Image object location entries:
########################################

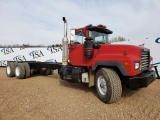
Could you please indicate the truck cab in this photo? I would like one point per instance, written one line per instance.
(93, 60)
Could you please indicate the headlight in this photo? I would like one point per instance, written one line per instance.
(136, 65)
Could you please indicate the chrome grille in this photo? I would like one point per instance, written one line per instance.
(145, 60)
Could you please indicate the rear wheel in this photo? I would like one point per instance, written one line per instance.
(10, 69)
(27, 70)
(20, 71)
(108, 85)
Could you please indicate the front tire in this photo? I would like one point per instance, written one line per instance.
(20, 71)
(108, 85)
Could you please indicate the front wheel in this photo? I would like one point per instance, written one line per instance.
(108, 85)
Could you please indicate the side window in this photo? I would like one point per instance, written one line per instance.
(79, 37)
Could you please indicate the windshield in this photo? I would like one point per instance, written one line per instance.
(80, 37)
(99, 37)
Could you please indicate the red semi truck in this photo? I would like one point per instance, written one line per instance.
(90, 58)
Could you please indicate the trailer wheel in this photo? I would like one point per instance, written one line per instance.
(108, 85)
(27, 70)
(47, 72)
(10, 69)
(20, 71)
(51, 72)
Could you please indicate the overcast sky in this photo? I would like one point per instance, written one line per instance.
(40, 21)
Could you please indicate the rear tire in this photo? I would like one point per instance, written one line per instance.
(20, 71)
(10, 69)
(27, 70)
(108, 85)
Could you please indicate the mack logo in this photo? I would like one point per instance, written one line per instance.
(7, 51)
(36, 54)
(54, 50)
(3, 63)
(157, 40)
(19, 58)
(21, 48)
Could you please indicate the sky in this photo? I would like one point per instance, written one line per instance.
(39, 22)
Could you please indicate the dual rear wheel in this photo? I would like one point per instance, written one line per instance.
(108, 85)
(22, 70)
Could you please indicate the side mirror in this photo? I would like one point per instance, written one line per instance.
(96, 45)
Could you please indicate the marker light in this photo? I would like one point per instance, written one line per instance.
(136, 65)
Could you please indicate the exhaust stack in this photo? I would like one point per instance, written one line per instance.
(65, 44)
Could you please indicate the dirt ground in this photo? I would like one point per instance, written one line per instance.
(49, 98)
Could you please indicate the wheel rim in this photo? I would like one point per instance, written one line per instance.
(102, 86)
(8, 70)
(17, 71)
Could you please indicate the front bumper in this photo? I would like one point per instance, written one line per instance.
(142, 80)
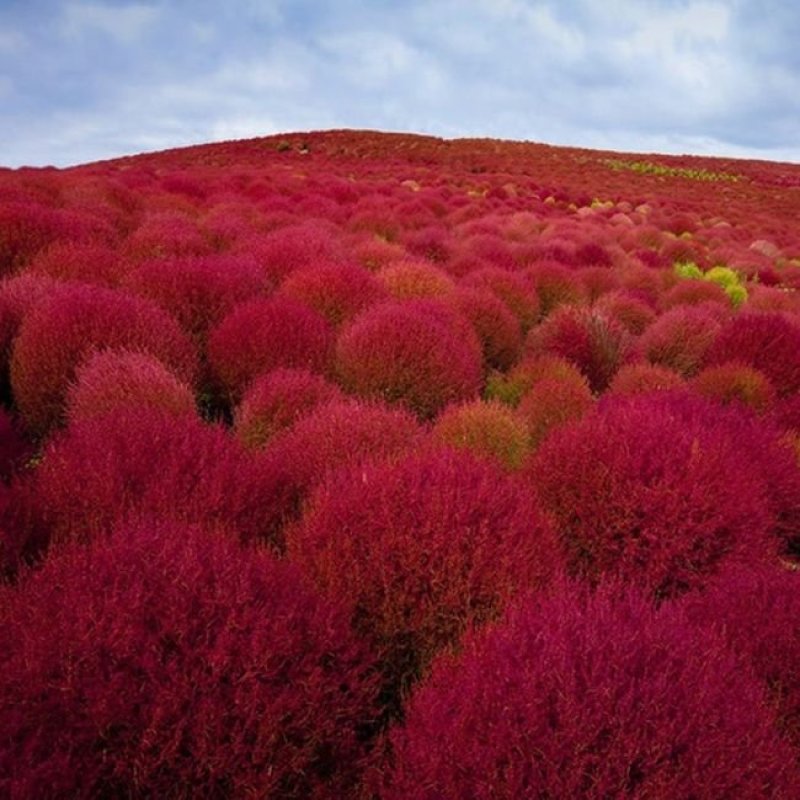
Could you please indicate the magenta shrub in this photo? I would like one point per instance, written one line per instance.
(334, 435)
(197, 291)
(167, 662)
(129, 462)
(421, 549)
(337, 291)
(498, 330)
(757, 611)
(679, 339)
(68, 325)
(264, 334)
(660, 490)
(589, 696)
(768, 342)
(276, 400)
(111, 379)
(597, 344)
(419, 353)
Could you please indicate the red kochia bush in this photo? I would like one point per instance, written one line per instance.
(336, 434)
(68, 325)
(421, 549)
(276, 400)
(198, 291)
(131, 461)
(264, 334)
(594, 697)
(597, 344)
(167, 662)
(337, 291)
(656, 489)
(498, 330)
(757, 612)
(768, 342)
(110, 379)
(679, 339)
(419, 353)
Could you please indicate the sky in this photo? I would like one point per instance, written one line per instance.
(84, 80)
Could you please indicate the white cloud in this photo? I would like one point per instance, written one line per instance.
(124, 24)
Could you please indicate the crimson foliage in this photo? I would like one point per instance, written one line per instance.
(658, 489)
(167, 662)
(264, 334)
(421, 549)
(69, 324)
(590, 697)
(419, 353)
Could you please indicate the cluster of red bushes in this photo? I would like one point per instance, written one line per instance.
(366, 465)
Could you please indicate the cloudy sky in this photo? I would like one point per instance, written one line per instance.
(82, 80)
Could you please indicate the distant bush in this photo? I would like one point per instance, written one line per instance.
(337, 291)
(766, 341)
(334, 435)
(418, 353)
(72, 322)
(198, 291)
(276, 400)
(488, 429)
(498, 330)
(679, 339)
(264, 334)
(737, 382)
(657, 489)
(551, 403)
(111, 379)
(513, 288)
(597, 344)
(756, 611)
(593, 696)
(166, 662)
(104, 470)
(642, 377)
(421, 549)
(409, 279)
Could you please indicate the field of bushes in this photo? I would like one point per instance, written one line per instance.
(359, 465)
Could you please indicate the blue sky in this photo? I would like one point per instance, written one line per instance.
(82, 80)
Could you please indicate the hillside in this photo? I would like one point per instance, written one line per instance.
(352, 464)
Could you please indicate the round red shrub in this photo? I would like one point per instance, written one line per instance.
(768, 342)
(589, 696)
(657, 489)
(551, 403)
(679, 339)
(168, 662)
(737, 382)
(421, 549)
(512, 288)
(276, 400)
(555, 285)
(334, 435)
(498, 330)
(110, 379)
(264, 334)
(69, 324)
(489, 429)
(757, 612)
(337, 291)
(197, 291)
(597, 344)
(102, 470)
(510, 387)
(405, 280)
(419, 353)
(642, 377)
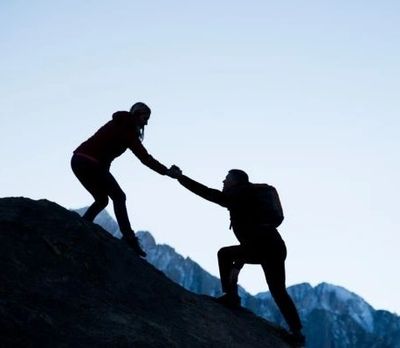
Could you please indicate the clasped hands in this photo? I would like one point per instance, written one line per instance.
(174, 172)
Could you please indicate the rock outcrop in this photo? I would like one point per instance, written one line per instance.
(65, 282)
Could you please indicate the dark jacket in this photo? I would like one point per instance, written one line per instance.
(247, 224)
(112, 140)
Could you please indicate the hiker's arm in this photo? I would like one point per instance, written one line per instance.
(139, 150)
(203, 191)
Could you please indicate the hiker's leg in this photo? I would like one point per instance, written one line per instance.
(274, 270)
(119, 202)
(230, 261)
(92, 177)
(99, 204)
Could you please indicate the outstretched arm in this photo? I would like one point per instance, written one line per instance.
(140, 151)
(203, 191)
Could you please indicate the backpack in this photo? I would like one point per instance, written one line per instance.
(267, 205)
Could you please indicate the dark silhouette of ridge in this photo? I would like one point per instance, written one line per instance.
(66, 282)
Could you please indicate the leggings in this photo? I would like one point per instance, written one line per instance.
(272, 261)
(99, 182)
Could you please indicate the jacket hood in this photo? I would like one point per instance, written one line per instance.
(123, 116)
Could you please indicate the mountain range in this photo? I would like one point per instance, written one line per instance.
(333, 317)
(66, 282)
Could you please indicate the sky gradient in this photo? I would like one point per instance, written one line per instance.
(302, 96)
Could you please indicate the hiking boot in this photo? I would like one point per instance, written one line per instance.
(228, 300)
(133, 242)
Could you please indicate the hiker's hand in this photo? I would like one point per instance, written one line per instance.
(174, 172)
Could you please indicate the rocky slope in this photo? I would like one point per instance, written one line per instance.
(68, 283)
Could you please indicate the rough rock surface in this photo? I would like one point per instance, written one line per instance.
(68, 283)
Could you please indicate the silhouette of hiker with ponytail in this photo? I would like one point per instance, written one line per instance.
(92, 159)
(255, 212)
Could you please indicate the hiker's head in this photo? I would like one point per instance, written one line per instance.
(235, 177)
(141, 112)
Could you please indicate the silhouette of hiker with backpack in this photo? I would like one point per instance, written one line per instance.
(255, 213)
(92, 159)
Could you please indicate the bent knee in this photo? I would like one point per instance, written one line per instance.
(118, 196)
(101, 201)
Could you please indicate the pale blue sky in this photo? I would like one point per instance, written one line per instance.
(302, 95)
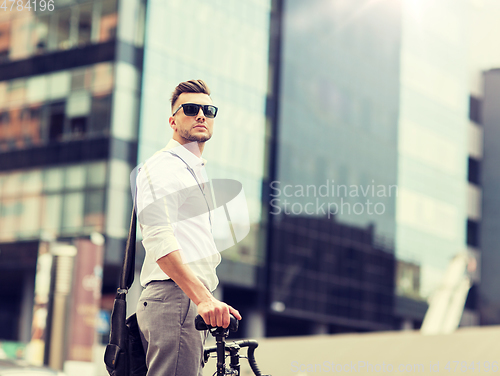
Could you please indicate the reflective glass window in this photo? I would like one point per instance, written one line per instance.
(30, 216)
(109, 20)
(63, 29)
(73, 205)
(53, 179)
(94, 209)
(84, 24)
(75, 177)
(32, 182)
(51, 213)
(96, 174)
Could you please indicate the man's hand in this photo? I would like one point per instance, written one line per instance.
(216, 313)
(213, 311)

########################################

EXERCISE AIM
Reproduce the whole listing word for word, setting aside any pictures.

REPLY TO THE EXERCISE
Could you please indicate the truck cab in this photo? I would like one point per instance, written one line per instance.
(93, 60)
Could you please indicate the headlight in this photo? I would like one point per instance, written one line per instance.
(136, 65)
Could you please indicate the chrome grille in this photo? I would like one point per instance, written one line per instance.
(145, 60)
Could you please indicate the rear wheel in this photo? I would like one point per instance, written one line per instance.
(10, 69)
(27, 70)
(20, 71)
(108, 85)
Could you please indicate the front tire in this photo? I would like one point per instance, written one line per instance.
(20, 71)
(108, 85)
Could you please indicate the front wheel in this photo? I would like one point per instance, written one line per instance.
(108, 85)
Could you please indicate the side window in this photo? I would like one point per instance, written one line per instance.
(79, 37)
Could you please indicate the windshield in this photo? I would like one point per instance, written one line per instance.
(80, 37)
(99, 37)
Could you please indicate the red semi truck in this photo? I would like one point per instance, written one line per instance.
(90, 58)
Could you please indicate the trailer wheel in this photo? I would like one point per instance, written one line per instance.
(108, 85)
(27, 70)
(47, 72)
(10, 69)
(20, 71)
(51, 72)
Could you please indicate the overcast sky in this photo? I would like one point per instance, written one line per instance.
(40, 21)
Could you please indicate the rear tire in this photo? I would like one point per instance, written one line per instance.
(20, 71)
(10, 69)
(27, 70)
(108, 85)
Could you please indicate the mack logo in this photo? I would like one point per instance, written one line per instance.
(7, 51)
(36, 54)
(54, 50)
(3, 63)
(157, 40)
(19, 58)
(21, 48)
Could you please indicate the sky in this photo? I would like one point per instance, written one line per instance.
(39, 22)
Could you please indicate the dual rear wheel in this photo? I would like one point per instance, written one line per instance.
(108, 85)
(22, 70)
Could you please indicate the side mirror in this photo? I would like one point per instance, written one line per instance.
(96, 45)
Could you please indicate the marker light in this photo? I would like one point per instance, written one line per instance.
(136, 65)
Could you please indicate the exhaust stack in this photo? I would like one point per instance, written one line per instance.
(65, 44)
Could you please indicate the dirt ground in this photo? I would like one point per instance, written one line per instance.
(49, 98)
Could you please indicate the wheel rim in this photo? I would like one point per instance, written one line per instance.
(102, 86)
(8, 70)
(17, 71)
Could you please indicate the front bumper in this photo? I would like one point per instance, written one line per instance.
(142, 80)
Could you please indicate the magenta shrub in this photo? I would like one point per instance, written one line per instance.
(334, 435)
(197, 291)
(167, 662)
(129, 462)
(421, 549)
(337, 291)
(498, 330)
(757, 611)
(679, 339)
(68, 325)
(264, 334)
(660, 490)
(589, 696)
(768, 342)
(276, 400)
(111, 379)
(597, 344)
(419, 353)
Could you please indicate the red kochia bush in this photo? I would like one point per instance, written one line per instance.
(336, 434)
(68, 325)
(421, 549)
(276, 400)
(198, 291)
(131, 461)
(264, 334)
(594, 697)
(597, 344)
(167, 662)
(337, 291)
(656, 489)
(498, 330)
(757, 612)
(768, 342)
(110, 379)
(679, 339)
(419, 353)
Could you please indicate the sky in this photo? I would like one point per instance, written one line per instance.
(84, 80)
Could you please indicate the white cloud in this photo? I would like one point per instance, written one line per instance.
(124, 24)
Could you please indicate the crimson foliage in this photo? I would like one point per instance, written one line per instance.
(658, 489)
(167, 662)
(264, 334)
(421, 549)
(69, 324)
(590, 697)
(419, 353)
Could you please indicate the cluster of red bushes in this photo? I would like one point per instance, written one line per instance.
(366, 465)
Could you please indicate the cloudy sky in this photo? I would like one point per instance, written one line per instance.
(82, 80)
Could you please indicate the distant bush in this photo? I would like one point per instance, written one line per instance.
(337, 291)
(766, 341)
(334, 435)
(418, 353)
(72, 322)
(198, 291)
(276, 400)
(488, 429)
(498, 330)
(679, 339)
(264, 334)
(737, 382)
(657, 489)
(551, 403)
(111, 379)
(513, 288)
(597, 344)
(756, 611)
(593, 696)
(166, 662)
(104, 470)
(642, 377)
(421, 549)
(409, 279)
Could you please indicate the field of bushes in this photo? I would like one point per instance, written one line per instance.
(359, 465)
Could you please indicate the blue sky in this photo? I would like one point per instance, written one line per instance.
(82, 80)
Could you please indicate the hillside in this photo? I would like one point per instance, written one line per instance.
(352, 464)
Could you please indicate the round red shrub in this photo? I would like one point per instance, written one line per instance.
(768, 342)
(589, 696)
(657, 489)
(551, 403)
(679, 339)
(168, 662)
(737, 382)
(421, 549)
(512, 288)
(276, 400)
(555, 285)
(334, 435)
(498, 330)
(110, 379)
(264, 334)
(69, 324)
(489, 429)
(757, 612)
(337, 291)
(197, 291)
(597, 344)
(102, 470)
(510, 387)
(405, 280)
(419, 353)
(642, 377)
Could you please indicate the clasped hands in this photo? I would like one point per instance, written one line per instance.
(174, 172)
Could you please indicate the rock outcrop in this photo? I would like one point per instance, written one line per instance.
(65, 282)
Could you please indicate the dark jacket in this photo? I would like one point per instance, written one line per instance.
(247, 224)
(112, 140)
Could you please indicate the hiker's arm in this photo? I would like one point per instance, written one line per instance.
(139, 150)
(203, 191)
Could you please indicate the hiker's leg in this photo? I would like one point per instance, written one line per instance.
(274, 270)
(119, 202)
(230, 261)
(92, 177)
(99, 204)
Could you please indicate the outstretched arm in this photo? I would like one point per instance, written one line per instance.
(140, 151)
(203, 191)
Could you please indicate the backpack in this photo? I would like one point per instance, written one line per instance.
(267, 205)
Could you please indicate the dark silhouette of ridge in this photo? I would like one point per instance, written one line per instance.
(66, 282)
Could you please indicate the leggings in this photo? I would like one point per instance, written one line per instance.
(272, 261)
(99, 182)
Could you please indicate the jacket hood in this photo? I would like one point per instance, written one line per instance.
(123, 116)
Could you please indicate the mountain range in this photo? I would like one point per instance, written one line per instance.
(333, 317)
(66, 282)
Could you please indicate the sky gradient in this photo? I would like one point per instance, written one line per instance.
(302, 96)
Could you please indicate the hiking boot in this photo? I would like one point per instance, written one line per instance.
(228, 300)
(133, 242)
Could you please indicate the hiker's hand in this photo? I would like one point per instance, written one line per instance.
(174, 172)
Could you please indicate the rocky slope in this photo? I would like one point per instance, written one line per instance.
(68, 283)
Could you please indicate the rough rock surface in this photo? I would like one point per instance, written one line per instance.
(68, 283)
Could you please indicate the silhouette of hiker with ponytail in this photo? I would like one point per instance, written one line per instance.
(92, 159)
(255, 212)
Could you please indicate the hiker's head in this photo? I would like one point per instance, written one line per instance.
(235, 177)
(141, 112)
Could you please indicate the silhouette of hiker with backpack in this photo? I would like one point per instance, written one line per instance.
(255, 213)
(92, 159)
Could you please indicate the bent knee in this photo? I would like one point per instance, written one line per instance.
(118, 196)
(101, 201)
Could you please indicate the pale blue sky in this photo? I would like one point per instance, written one line per instance.
(302, 95)
Could you please indicate the reflective glass window in this photo? I would like one point per instance, written one line per instance.
(30, 216)
(109, 20)
(63, 29)
(73, 205)
(53, 179)
(94, 209)
(84, 24)
(75, 177)
(32, 182)
(51, 213)
(96, 174)
Could you please indicate the man's hand in this photo? I would like one point per instance, written one line per instance.
(216, 313)
(213, 311)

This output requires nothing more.